- _Work required_
Output every line of the records below as a Markdown table with two columns, No. and Text, numbering the rows and leaving out blank lines.

- _Material provided_
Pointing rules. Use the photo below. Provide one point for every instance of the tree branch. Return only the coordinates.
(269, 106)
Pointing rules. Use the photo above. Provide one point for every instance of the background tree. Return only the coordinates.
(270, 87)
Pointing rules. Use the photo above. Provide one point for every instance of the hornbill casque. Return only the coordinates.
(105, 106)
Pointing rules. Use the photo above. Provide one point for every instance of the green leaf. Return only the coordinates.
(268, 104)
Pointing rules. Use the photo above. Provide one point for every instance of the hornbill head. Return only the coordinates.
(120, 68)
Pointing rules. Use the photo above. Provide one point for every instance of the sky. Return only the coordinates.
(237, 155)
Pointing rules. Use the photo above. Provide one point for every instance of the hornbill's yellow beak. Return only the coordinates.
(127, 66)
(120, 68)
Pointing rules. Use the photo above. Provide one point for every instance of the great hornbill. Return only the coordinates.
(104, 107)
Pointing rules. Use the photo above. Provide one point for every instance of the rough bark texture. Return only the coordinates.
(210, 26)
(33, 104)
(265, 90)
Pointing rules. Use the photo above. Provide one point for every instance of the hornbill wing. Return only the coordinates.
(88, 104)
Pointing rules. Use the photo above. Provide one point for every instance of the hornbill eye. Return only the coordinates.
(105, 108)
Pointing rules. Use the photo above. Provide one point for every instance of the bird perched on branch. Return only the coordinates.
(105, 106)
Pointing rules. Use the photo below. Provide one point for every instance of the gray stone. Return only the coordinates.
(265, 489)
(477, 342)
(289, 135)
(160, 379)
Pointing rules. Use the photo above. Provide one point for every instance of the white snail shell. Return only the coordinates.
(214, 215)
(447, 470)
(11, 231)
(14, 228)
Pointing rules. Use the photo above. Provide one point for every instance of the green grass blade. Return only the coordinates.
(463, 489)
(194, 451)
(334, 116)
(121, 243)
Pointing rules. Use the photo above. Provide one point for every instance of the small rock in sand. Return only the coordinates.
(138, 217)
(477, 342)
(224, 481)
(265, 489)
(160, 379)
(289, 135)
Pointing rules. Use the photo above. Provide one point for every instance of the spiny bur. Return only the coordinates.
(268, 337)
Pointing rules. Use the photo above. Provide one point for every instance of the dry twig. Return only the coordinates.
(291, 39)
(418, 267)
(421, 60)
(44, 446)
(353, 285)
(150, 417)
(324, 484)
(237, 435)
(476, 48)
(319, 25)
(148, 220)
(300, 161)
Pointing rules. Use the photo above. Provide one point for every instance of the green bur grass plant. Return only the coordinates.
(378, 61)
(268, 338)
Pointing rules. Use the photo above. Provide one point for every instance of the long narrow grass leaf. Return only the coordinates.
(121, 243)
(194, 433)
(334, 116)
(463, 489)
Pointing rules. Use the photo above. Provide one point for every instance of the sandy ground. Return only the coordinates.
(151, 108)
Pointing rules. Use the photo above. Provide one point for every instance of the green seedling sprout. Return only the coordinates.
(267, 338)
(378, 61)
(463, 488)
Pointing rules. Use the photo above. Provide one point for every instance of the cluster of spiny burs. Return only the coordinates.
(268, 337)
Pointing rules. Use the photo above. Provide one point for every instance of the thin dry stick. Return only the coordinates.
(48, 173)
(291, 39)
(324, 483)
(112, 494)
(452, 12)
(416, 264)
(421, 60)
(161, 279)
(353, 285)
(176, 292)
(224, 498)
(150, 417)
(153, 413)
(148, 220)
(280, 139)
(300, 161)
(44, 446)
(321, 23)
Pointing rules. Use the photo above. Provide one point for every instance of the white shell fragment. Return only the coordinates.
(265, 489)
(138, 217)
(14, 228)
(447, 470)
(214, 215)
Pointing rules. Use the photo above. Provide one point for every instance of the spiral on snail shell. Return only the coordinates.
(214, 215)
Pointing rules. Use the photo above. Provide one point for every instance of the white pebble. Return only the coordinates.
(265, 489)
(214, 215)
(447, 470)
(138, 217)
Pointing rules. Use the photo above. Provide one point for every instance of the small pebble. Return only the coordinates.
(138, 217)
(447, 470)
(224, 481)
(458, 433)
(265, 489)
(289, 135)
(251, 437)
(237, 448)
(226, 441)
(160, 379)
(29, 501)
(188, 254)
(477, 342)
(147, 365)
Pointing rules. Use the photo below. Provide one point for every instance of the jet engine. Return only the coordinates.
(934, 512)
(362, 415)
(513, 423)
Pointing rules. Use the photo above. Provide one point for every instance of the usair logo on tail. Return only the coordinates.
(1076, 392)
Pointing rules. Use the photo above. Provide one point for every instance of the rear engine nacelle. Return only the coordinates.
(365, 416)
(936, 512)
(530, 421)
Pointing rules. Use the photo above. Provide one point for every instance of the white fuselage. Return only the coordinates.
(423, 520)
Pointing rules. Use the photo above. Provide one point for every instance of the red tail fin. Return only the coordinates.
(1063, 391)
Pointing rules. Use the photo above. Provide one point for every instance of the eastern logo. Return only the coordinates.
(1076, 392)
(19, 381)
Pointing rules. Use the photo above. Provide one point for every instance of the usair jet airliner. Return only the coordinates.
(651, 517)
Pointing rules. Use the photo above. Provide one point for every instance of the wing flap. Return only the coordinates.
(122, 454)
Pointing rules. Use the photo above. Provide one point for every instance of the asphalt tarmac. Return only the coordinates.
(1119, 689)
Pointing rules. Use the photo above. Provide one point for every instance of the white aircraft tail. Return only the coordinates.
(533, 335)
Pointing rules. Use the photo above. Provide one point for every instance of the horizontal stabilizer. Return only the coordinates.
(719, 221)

- _Answer to this problem_
| No. | Text |
|---|---|
| 1 | Pointing rules. Use the photo below. Provide one point for every instance of the tree branch. Return only the coordinates. |
| 2 | (269, 106) |
| 3 | Pointing rules. Use the photo above. Provide one point for every instance of the background tree. Return only the coordinates. |
| 4 | (270, 87) |
| 5 | Pointing rules. Use the photo above. Provide one point for every instance of the hornbill casque. Return only the coordinates. |
| 6 | (105, 106) |
| 7 | Pointing rules. Use the photo above. Provide one point for every instance of the green leaf. Return only the coordinates. |
| 8 | (268, 104) |
| 9 | Pointing rules. Use the photo above. Provide one point for every instance of the hornbill head. Return only the coordinates. |
| 10 | (120, 68) |
| 11 | Pointing rules. Use the photo above. Provide one point for every instance of the sky. Return only the coordinates. |
| 12 | (237, 155) |
| 13 | Pointing rules. Use the photo above. Provide one point for every instance of the hornbill's yellow beak. Return only the coordinates. |
| 14 | (127, 66) |
| 15 | (120, 68) |
| 16 | Pointing rules. Use the photo above. Provide one point for every instance of the great hornbill. Return only the coordinates. |
| 17 | (104, 107) |
| 18 | Pointing rules. Use the photo above. Provide one point for every instance of the rough bark texture. Return only the coordinates. |
| 19 | (210, 26) |
| 20 | (33, 104) |
| 21 | (265, 90) |
| 22 | Pointing rules. Use the photo above. Provide one point for every instance of the hornbill wing. Return only the coordinates. |
| 23 | (88, 104) |
| 24 | Pointing rules. Use the photo above. Provide one point for every instance of the hornbill eye. Return only the coordinates. |
| 25 | (105, 108) |
| 26 | Pointing rules. Use the photo above. Provide one point for every instance of the bird perched on branch. Return only the coordinates. |
| 27 | (105, 106) |
| 28 | Pointing rules. Use the photo below. Provide one point for every instance of the gray stone. Return only the coordinates. |
| 29 | (265, 489) |
| 30 | (477, 342) |
| 31 | (289, 135) |
| 32 | (160, 379) |
| 33 | Pointing rules. Use the photo above. Provide one point for every instance of the white snail shell. Return only the coordinates. |
| 34 | (214, 215) |
| 35 | (447, 470) |
| 36 | (11, 231) |
| 37 | (14, 228) |
| 38 | Pointing rules. Use the photo above. Provide one point for every instance of the green grass blade. Return only the coordinates. |
| 39 | (463, 489) |
| 40 | (194, 451) |
| 41 | (334, 116) |
| 42 | (121, 243) |
| 43 | Pointing rules. Use the photo above. Provide one point for every instance of the small rock in sand. Return only the coordinates. |
| 44 | (138, 217) |
| 45 | (477, 342) |
| 46 | (224, 481) |
| 47 | (265, 489) |
| 48 | (160, 379) |
| 49 | (289, 135) |
| 50 | Pointing rules. Use the photo above. Provide one point for every instance of the spiny bur. Return only the coordinates. |
| 51 | (268, 337) |
| 52 | Pointing rules. Use the photo above. Provide one point for every instance of the dry twig. Return only the coordinates. |
| 53 | (291, 39) |
| 54 | (418, 267) |
| 55 | (421, 60) |
| 56 | (44, 446) |
| 57 | (353, 285) |
| 58 | (150, 417) |
| 59 | (324, 484) |
| 60 | (237, 435) |
| 61 | (476, 48) |
| 62 | (319, 25) |
| 63 | (148, 220) |
| 64 | (300, 161) |
| 65 | Pointing rules. Use the photo above. Provide one point for every instance of the green bur grass plant. Return only the coordinates. |
| 66 | (378, 61) |
| 67 | (268, 338) |
| 68 | Pointing rules. Use the photo above. Provide one point for every instance of the long narrow grass leaf. Return only the coordinates. |
| 69 | (121, 243) |
| 70 | (194, 433) |
| 71 | (334, 116) |
| 72 | (463, 489) |
| 73 | Pointing rules. Use the photo above. Provide one point for every instance of the sandy ground. Return only the coordinates. |
| 74 | (151, 108) |
| 75 | Pointing rules. Use the photo above. Provide one point for every instance of the green seedling sprout. Return only the coordinates. |
| 76 | (267, 338) |
| 77 | (378, 61) |
| 78 | (463, 488) |
| 79 | Pointing rules. Use the photo above. Provide one point for every instance of the cluster of spiny burs. Return only the coordinates. |
| 80 | (268, 337) |
| 81 | Pointing rules. Use the photo above. Provide one point for every instance of the thin dry stick. Return only the coordinates. |
| 82 | (48, 173) |
| 83 | (291, 39) |
| 84 | (324, 483) |
| 85 | (112, 494) |
| 86 | (452, 12) |
| 87 | (416, 264) |
| 88 | (421, 60) |
| 89 | (161, 279) |
| 90 | (353, 285) |
| 91 | (176, 292) |
| 92 | (224, 498) |
| 93 | (150, 417) |
| 94 | (153, 413) |
| 95 | (148, 220) |
| 96 | (280, 139) |
| 97 | (300, 161) |
| 98 | (44, 446) |
| 99 | (321, 23) |
| 100 | Pointing rules. Use the photo above. Provide one point for every instance of the white shell fragment. Return only the coordinates. |
| 101 | (265, 489) |
| 102 | (138, 217) |
| 103 | (14, 228) |
| 104 | (447, 470) |
| 105 | (214, 215) |
| 106 | Pointing rules. Use the photo above. Provide one point for every instance of the spiral on snail shell. Return only the coordinates. |
| 107 | (214, 215) |
| 108 | Pointing rules. Use the photo above. Provide one point for every instance of the white pebble. Return only the coordinates. |
| 109 | (265, 489) |
| 110 | (214, 215) |
| 111 | (447, 470) |
| 112 | (138, 217) |
| 113 | Pointing rules. Use the photo above. Provide one point for every instance of the small pebble. Return only the coordinates. |
| 114 | (138, 217) |
| 115 | (447, 470) |
| 116 | (224, 481) |
| 117 | (458, 433) |
| 118 | (265, 489) |
| 119 | (289, 135) |
| 120 | (251, 437) |
| 121 | (237, 448) |
| 122 | (226, 441) |
| 123 | (160, 379) |
| 124 | (29, 501) |
| 125 | (188, 254) |
| 126 | (477, 342) |
| 127 | (147, 365) |
| 128 | Pointing rules. Use the photo below. Provide one point for every instance of the jet engine. Return only the coordinates. |
| 129 | (934, 512) |
| 130 | (362, 415) |
| 131 | (513, 423) |
| 132 | Pointing rules. Use the photo above. Provide one point for every instance of the usair logo on tail. Return only the coordinates. |
| 133 | (1076, 392) |
| 134 | Pointing rules. Use the photo above. Provide one point for every instance of the rear engine nacelle. Return only the coordinates. |
| 135 | (365, 416) |
| 136 | (936, 512) |
| 137 | (530, 421) |
| 138 | Pointing rules. Use the photo above. Provide one point for every instance of the white fuselage. Return only the coordinates. |
| 139 | (423, 520) |
| 140 | Pointing rules. Use the photo above. Provide one point for every instance of the red tail fin. Return only the coordinates. |
| 141 | (1063, 391) |
| 142 | Pointing rules. Use the photo above. Provide one point for every instance of the eastern logo. Return only the coordinates. |
| 143 | (1076, 392) |
| 144 | (19, 381) |
| 145 | Pointing rules. Use the photo above. Provide one point for every instance of the usair jet airliner. Return only the coordinates. |
| 146 | (651, 517) |
| 147 | Pointing rules. Use the photo above. Provide one point for every instance of the wing flap. Return only the coordinates. |
| 148 | (122, 454) |
| 149 | Pointing rules. Use the photo above. Provide one point for every instance of the asphalt tarmac. Return only the coordinates. |
| 150 | (1119, 689) |
| 151 | Pointing rules. Use the photo above. Provide one point for every instance of the white aircraft tail. Return only the coordinates. |
| 152 | (533, 335) |
| 153 | Pointing rules. Use the photo above. Provide one point for every instance of the horizontal stabilizer. Return only the coordinates. |
| 154 | (719, 221) |